> _Selected extract_
☆ ☆ ☆ ☆

What you're learning here transfers beyond Claude Code. Worktrees are a git feature — not a Claude Code invention. The git worktree add command works in any git repository, with any development tool. Agent orchestration patterns (supervisor → specialist, parallel fanout, sequential pipeline) appear in Claude Managed Agents, OpenAI Agents SDK, AutoGen, and the Claude Agent SDK with different syntax but identical architecture. The mental model you build this week — how to decompose a complex task into a supervised multi-agent pipeline — is framework-independent. The syntax is not.

Lab Exercise: Three-Agent SOC System

Architecture: Incident arrives → Orchestrator routes to Recon Agent (gathers IoC data via your MCP tools) → Analysis Agent (applies CCT framework to synthesize findings) → Reporting Agent (generates structured JSON + Markdown report). All three run under the Orchestrator's control.
cd ~/noctua-labs
git init soc-agent-system && cd soc-agent-system
git commit --allow-empty -m "init"
# Create worktrees for each agent component
git worktree add ../soc-recon   -b feature/recon-agent
git worktree add ../soc-analysis -b feature/analysis-agent
git worktree add ../soc-reporting -b feature/reporting-agent
cd ~/soc-recon
claude
# Prompt: "Build a recon security agent in Python using the Anthropic SDK.
# The agent receives raw alert text and must:
# 1. Extract all IoCs (IPs, hashes, CVEs, domains)

☆ ☆ ☆ ☆

[Source records]

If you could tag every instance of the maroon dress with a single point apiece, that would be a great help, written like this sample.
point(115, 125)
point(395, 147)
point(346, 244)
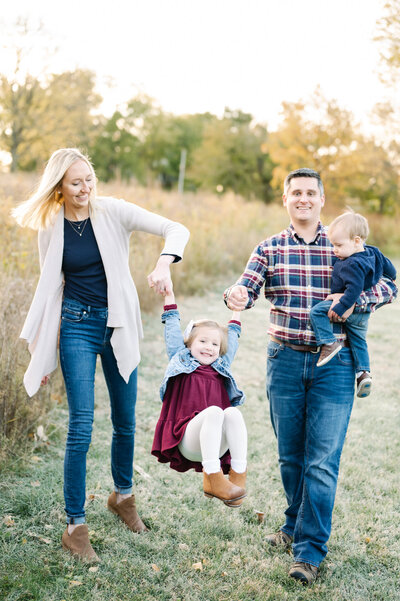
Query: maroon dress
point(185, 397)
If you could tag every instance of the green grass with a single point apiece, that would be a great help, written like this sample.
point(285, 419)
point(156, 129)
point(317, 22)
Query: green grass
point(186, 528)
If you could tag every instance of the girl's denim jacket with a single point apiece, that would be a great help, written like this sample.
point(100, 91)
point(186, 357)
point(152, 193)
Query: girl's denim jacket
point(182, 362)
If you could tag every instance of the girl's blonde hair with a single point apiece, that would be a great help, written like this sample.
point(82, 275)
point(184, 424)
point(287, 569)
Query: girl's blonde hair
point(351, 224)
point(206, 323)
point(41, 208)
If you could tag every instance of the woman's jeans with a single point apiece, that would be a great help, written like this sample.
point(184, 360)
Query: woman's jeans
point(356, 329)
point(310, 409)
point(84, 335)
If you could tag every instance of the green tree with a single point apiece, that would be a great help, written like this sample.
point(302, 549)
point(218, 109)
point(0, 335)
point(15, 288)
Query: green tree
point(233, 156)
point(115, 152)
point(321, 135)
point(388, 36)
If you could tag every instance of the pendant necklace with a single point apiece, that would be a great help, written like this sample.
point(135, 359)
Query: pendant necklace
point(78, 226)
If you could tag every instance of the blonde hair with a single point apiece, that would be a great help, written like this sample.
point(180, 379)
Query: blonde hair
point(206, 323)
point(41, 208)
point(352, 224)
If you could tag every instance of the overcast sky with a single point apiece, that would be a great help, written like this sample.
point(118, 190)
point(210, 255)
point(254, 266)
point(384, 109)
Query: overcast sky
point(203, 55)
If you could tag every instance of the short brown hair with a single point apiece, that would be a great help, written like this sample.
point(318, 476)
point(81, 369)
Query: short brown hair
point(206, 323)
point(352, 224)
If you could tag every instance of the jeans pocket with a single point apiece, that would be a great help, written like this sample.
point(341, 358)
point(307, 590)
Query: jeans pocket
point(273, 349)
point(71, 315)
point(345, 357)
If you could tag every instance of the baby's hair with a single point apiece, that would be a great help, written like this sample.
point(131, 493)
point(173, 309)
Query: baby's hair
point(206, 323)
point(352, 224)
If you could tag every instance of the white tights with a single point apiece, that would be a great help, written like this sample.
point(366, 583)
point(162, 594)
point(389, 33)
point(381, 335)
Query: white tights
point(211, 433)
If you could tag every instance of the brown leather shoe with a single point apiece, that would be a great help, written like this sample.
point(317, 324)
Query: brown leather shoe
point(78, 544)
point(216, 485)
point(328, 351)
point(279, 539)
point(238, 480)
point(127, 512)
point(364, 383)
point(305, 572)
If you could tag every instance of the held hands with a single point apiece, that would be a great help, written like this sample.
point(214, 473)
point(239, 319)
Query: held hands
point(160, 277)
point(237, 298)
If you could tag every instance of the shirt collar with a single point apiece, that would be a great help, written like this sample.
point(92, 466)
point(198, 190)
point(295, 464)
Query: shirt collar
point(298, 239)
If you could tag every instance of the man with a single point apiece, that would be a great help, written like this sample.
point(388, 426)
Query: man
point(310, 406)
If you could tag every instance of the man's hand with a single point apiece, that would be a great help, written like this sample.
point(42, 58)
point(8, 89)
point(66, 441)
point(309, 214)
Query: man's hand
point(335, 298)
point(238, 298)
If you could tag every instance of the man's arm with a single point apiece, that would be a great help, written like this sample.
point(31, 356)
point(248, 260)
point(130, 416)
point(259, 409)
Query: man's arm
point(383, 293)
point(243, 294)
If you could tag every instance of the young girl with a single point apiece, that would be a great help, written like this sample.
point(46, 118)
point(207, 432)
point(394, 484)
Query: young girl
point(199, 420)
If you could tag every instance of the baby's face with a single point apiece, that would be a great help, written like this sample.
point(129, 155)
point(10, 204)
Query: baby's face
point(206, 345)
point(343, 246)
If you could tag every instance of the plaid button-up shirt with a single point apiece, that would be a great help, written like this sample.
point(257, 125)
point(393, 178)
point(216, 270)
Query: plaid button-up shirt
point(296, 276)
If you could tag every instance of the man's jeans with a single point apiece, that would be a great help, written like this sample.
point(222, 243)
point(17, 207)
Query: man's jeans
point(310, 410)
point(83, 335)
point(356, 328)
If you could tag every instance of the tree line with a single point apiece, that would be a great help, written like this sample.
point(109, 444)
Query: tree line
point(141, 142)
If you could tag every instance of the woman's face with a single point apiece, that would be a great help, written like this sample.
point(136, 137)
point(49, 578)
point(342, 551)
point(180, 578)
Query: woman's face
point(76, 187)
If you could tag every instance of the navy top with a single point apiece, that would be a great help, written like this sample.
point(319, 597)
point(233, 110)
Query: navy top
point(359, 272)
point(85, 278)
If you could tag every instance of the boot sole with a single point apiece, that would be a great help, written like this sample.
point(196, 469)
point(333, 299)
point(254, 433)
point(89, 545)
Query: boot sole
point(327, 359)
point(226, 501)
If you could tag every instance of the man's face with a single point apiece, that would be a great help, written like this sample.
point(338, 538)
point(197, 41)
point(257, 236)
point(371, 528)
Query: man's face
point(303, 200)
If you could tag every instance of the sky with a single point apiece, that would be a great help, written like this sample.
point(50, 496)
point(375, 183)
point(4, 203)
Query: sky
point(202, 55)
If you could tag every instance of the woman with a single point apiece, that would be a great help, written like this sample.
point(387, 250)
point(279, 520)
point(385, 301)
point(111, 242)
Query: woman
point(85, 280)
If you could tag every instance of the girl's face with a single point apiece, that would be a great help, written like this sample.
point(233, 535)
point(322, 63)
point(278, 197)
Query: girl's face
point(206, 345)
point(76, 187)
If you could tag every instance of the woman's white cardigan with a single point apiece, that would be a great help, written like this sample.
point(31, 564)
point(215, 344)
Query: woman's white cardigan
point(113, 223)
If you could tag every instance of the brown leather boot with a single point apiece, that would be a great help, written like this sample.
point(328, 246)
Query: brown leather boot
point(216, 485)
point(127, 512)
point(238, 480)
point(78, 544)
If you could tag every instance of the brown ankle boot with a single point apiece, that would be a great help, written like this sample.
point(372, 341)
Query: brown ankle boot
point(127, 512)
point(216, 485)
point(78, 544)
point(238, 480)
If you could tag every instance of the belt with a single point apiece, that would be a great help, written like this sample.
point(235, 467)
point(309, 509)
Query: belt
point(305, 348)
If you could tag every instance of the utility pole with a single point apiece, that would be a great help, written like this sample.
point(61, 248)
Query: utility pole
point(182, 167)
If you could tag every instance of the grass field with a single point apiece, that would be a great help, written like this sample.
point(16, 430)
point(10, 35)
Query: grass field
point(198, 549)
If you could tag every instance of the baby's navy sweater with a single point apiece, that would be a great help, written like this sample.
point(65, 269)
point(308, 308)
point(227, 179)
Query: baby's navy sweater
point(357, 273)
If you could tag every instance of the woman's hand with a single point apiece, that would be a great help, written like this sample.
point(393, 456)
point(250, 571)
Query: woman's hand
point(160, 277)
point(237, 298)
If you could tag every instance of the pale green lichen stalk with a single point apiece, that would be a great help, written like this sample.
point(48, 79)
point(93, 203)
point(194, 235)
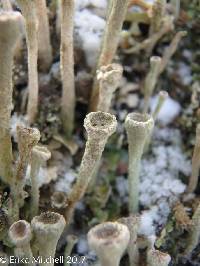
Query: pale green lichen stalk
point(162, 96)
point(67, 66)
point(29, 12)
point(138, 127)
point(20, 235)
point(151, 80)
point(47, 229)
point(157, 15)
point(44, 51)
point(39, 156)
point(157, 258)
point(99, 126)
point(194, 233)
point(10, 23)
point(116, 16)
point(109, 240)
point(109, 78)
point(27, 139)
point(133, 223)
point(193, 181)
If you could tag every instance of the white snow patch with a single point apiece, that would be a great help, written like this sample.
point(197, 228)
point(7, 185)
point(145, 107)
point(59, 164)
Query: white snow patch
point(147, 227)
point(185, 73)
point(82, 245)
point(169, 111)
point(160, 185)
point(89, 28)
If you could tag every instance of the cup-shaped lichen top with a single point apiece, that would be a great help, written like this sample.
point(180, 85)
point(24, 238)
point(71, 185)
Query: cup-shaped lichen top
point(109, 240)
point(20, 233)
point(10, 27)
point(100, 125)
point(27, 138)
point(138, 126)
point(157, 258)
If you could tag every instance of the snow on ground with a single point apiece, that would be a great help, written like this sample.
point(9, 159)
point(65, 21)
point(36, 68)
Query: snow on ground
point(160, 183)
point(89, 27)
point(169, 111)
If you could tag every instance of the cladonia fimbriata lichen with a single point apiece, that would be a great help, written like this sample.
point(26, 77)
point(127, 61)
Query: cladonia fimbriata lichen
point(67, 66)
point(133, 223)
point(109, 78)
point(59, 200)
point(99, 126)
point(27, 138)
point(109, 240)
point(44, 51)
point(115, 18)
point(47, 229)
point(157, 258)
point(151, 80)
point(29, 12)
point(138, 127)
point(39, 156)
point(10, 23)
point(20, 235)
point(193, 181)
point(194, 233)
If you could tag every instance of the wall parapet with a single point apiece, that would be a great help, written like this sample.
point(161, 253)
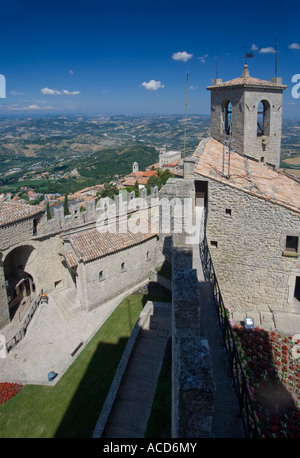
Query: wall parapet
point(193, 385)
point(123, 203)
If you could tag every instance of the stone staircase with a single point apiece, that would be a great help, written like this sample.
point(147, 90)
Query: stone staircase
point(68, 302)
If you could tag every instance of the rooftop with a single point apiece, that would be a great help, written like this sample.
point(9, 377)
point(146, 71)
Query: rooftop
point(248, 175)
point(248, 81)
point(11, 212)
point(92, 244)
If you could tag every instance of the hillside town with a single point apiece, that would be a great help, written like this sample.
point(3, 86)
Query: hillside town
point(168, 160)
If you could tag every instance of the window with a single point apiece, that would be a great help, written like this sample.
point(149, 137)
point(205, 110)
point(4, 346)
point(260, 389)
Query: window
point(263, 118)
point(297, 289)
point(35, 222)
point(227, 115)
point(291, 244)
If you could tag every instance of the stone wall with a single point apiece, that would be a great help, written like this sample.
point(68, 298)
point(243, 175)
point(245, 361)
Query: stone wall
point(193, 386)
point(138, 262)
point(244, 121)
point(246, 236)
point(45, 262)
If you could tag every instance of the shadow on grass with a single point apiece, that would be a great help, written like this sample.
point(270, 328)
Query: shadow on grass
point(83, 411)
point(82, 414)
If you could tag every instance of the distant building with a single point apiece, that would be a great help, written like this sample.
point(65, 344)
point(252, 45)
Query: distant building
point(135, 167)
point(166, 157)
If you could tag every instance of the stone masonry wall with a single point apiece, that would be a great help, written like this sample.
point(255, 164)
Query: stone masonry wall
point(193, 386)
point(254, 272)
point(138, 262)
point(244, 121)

☆ ☆ ☆ ☆

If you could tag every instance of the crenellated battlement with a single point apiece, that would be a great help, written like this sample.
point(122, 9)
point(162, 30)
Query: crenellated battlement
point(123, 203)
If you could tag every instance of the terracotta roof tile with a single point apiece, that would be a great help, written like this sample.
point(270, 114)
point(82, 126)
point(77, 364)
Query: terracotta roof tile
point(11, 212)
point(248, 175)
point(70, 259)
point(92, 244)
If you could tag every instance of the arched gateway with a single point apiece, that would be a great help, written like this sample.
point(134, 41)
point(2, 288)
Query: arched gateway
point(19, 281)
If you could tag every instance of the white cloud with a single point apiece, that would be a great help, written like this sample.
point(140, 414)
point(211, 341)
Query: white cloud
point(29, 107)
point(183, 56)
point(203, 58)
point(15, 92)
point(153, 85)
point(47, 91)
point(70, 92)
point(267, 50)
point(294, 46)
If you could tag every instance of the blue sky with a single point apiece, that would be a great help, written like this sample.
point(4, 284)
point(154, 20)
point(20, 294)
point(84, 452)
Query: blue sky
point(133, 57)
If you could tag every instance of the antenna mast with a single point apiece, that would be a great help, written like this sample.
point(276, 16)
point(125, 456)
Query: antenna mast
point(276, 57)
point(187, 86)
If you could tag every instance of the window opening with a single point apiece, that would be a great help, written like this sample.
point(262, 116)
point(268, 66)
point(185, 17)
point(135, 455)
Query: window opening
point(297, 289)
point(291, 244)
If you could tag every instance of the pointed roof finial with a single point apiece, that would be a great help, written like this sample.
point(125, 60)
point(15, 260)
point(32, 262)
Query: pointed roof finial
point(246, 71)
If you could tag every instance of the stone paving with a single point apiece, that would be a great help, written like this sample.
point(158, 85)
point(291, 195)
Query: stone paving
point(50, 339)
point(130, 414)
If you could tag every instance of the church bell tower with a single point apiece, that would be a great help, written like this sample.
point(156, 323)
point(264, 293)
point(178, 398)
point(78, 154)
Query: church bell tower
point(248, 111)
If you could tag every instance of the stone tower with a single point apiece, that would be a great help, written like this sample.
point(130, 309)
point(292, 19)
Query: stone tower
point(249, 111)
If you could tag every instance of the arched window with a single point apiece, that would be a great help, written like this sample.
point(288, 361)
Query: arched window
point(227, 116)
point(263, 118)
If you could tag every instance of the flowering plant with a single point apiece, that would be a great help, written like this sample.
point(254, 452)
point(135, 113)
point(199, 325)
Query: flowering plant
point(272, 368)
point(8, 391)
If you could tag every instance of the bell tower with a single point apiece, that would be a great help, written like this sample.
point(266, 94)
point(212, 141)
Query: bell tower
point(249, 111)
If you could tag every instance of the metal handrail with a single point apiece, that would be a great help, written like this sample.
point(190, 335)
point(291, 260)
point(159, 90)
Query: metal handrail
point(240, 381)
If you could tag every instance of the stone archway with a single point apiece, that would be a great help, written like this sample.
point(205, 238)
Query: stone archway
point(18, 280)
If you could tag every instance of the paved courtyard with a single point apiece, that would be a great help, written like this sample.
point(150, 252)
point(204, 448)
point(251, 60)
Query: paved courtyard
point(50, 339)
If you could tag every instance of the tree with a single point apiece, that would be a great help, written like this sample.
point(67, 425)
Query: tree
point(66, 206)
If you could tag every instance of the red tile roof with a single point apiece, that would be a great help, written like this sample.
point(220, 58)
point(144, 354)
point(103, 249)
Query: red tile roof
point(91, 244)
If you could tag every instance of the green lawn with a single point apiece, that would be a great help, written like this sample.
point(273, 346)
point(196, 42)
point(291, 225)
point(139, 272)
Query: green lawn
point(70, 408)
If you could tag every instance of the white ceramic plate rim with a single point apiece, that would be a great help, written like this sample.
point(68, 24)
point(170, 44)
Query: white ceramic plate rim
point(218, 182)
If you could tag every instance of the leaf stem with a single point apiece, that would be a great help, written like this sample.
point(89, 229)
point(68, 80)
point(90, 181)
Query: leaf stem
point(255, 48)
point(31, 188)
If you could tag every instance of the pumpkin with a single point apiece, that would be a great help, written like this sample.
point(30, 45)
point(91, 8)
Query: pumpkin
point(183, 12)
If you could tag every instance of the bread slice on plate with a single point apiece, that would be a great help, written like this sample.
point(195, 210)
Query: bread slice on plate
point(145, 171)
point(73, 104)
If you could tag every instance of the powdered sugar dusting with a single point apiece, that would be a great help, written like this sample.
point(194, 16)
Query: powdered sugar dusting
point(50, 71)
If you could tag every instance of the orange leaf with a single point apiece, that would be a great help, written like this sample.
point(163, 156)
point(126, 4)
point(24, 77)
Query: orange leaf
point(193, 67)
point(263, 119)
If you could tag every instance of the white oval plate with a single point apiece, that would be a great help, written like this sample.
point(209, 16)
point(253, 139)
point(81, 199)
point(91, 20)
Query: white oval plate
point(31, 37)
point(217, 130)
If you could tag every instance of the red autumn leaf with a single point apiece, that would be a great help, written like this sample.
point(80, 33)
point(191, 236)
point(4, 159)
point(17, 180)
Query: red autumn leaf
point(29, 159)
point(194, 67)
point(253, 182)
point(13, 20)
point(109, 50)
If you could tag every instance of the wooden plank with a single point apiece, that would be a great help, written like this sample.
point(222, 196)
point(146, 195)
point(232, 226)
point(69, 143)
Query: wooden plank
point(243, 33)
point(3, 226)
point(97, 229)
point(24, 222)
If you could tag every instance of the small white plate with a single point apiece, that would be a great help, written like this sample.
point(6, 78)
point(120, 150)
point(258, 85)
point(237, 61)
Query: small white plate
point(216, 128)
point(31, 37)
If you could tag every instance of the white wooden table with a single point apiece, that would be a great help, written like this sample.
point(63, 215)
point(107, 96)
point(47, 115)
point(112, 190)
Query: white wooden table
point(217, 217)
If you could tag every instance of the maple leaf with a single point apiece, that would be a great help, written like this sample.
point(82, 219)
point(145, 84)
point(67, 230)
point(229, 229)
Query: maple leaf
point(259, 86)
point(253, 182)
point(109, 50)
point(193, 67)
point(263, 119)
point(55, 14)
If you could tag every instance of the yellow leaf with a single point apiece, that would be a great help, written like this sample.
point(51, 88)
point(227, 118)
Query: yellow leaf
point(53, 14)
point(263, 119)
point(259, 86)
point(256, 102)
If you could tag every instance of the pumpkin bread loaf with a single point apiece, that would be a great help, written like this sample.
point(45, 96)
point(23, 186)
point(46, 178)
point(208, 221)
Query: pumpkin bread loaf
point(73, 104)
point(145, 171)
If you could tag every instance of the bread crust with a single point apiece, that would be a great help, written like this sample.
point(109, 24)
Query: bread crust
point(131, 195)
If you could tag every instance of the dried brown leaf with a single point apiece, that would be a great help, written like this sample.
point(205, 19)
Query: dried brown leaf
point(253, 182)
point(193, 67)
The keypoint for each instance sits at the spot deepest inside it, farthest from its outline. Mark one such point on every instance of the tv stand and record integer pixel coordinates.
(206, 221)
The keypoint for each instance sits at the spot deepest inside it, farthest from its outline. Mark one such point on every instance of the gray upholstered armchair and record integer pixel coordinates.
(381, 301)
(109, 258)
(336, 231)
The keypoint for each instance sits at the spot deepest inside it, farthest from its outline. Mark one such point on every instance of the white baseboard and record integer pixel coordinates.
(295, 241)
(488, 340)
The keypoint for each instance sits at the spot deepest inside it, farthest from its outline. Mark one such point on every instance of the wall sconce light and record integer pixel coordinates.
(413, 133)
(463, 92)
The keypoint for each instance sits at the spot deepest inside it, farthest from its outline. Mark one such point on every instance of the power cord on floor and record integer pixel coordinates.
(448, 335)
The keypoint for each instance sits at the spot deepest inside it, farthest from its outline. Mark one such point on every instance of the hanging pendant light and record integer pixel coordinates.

☆ ☆ ☆ ☆

> _Activities_
1. Reproduce the portion of the Claude Code lab excerpt starting at "Lab Exercise: Three-Agent" and ending at "the Orchestrator's control.".
2. Answer these questions from the Claude Code lab excerpt:
(a) Which git command does the excerpt say works in any git repository, with any development tool?
(b) What does the Reporting Agent generate?
(c) What branch is created along with the worktree at ../soc-analysis?

> _Exercise answers_
1.
Lab Exercise: Three-Agent SOC System

Architecture: Incident arrives → Orchestrator routes to Recon Agent (gathers IoC data via your MCP tools) → Analysis Agent (applies CCT framework to synthesize findings) → Reporting Agent (generates structured JSON + Markdown report). All three run under the Orchestrator's control.

2.
(a) git worktree add
(b) A structured JSON + Markdown report
(c) feature/analysis-agent